:: Source material

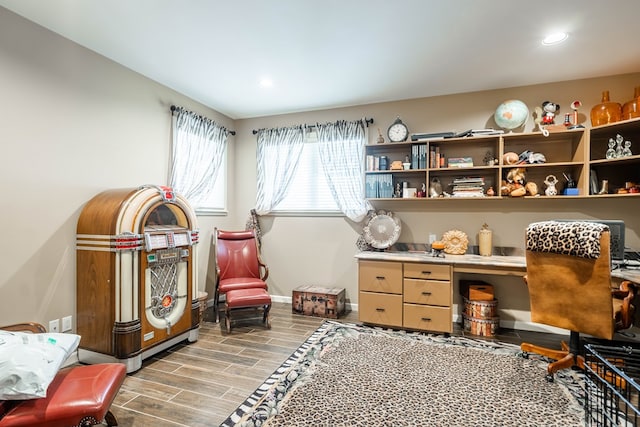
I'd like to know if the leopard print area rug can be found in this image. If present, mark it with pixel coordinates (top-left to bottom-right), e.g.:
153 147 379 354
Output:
221 321 584 427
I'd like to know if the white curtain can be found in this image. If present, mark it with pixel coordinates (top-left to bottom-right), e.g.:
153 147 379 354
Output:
255 126 304 215
316 120 372 222
169 108 228 207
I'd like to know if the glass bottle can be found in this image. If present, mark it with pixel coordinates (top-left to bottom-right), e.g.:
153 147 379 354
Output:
591 90 622 126
622 86 640 120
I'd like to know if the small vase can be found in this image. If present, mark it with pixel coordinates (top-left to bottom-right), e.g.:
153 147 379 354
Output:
622 86 640 120
591 90 622 126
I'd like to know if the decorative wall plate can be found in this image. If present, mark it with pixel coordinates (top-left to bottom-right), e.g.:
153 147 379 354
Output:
362 210 402 249
442 230 469 255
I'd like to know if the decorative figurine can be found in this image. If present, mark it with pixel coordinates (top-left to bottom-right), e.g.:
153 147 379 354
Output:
542 101 560 126
393 182 402 198
429 177 442 197
417 182 427 197
605 138 616 159
616 134 624 158
569 101 584 129
562 173 576 188
544 175 558 196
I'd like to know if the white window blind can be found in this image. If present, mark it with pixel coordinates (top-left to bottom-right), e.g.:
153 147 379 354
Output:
273 132 341 214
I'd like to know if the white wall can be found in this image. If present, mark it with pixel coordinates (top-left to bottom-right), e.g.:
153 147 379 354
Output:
0 8 234 324
0 5 640 330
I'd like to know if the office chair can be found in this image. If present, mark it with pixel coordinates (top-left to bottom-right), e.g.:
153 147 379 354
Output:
520 221 635 382
213 228 269 321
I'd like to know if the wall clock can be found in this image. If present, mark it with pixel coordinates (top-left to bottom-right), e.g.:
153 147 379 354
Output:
387 117 409 142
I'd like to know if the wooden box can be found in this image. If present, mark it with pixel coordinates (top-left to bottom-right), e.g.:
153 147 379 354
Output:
460 280 495 301
291 286 345 319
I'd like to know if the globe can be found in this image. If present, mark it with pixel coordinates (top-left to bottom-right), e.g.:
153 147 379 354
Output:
493 99 529 130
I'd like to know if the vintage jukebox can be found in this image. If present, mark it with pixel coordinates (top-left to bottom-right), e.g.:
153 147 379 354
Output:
76 185 200 372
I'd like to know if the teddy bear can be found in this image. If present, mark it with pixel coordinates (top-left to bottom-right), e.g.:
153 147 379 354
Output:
500 168 538 197
542 101 560 125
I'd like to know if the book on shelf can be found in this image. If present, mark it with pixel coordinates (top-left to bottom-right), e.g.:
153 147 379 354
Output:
447 157 473 168
451 177 484 197
364 173 393 199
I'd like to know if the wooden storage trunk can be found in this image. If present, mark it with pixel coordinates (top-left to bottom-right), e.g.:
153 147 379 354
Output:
291 286 345 319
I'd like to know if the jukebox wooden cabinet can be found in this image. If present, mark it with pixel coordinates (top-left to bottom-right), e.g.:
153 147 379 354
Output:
76 185 200 372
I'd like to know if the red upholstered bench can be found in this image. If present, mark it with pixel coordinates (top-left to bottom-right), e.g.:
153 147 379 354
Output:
0 363 127 427
224 288 271 332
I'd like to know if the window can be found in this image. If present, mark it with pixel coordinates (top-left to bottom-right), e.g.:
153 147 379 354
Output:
169 108 228 214
255 119 370 222
273 132 341 215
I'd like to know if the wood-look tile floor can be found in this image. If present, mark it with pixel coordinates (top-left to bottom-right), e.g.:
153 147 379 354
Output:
111 303 608 427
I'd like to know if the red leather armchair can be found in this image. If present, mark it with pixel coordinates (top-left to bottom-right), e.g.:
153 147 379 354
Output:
0 323 126 427
213 228 269 321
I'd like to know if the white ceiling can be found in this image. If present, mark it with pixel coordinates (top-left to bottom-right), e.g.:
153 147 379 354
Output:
0 0 640 119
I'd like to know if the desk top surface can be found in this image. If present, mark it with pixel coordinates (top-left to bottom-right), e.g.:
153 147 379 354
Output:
355 251 640 284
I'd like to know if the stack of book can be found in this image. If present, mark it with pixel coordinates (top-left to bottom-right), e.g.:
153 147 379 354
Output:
365 173 393 199
451 177 484 197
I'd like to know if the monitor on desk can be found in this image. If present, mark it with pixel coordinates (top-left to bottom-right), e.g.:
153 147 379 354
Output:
556 219 625 264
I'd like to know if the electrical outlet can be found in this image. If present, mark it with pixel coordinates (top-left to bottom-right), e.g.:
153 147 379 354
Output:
49 319 60 332
62 316 72 332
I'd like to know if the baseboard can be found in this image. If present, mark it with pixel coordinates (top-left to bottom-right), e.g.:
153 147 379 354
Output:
271 295 358 311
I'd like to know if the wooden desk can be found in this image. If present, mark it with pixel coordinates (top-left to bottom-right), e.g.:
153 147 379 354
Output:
355 251 640 333
355 251 640 284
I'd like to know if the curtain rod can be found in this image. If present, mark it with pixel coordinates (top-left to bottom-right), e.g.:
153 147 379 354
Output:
253 117 373 135
171 105 236 136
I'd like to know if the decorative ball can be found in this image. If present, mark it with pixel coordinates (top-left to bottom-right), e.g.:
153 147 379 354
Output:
493 99 529 130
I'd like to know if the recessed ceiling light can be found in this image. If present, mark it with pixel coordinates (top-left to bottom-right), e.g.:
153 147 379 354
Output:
542 33 569 46
260 78 273 87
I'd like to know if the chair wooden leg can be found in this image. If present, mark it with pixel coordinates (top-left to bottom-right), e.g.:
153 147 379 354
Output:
262 304 271 329
520 343 567 360
213 289 220 323
104 411 118 427
224 304 231 334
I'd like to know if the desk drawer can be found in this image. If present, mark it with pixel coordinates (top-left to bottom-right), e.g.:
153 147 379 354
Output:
358 261 402 294
403 304 453 333
358 292 402 327
404 279 451 307
404 262 451 280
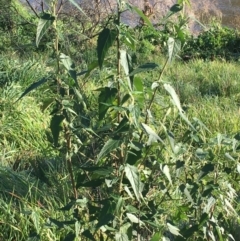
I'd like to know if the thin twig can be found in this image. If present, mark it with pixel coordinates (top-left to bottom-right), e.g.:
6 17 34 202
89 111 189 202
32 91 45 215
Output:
26 0 39 18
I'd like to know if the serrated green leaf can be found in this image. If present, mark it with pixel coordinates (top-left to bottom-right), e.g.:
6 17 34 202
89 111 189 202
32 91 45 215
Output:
150 233 162 241
129 63 159 76
120 50 133 90
163 4 183 21
142 123 163 146
167 37 181 62
163 84 196 131
119 223 133 240
167 223 182 236
16 77 49 102
98 87 117 120
126 213 143 224
124 164 143 202
27 234 41 241
96 213 114 230
60 53 79 87
50 115 65 147
82 230 96 241
36 13 55 47
97 139 123 162
126 3 154 30
115 232 129 241
31 211 40 234
80 166 113 177
69 0 88 17
160 164 172 185
198 163 214 181
76 178 105 188
97 28 117 69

::::

**Exercise**
Find every line of the records that contains the word "decorative" and copy each one out in full. Treat uppercase and lowercase letters as different.

**Answer below**
I'd like to know if the decorative wall plate can be found in this image. If present, mark it with pixel coordinates (top-left to bottom-right), e.g.:
I'd like to know if the decorative figurine can be found in this image. If present, mark it with pixel coordinates (top-left to bottom-right), e.g.:
I'd like to know if the decorative ball can be found in this image. If present, mark it with pixel coordinates (top-left to bottom-right), e.g.:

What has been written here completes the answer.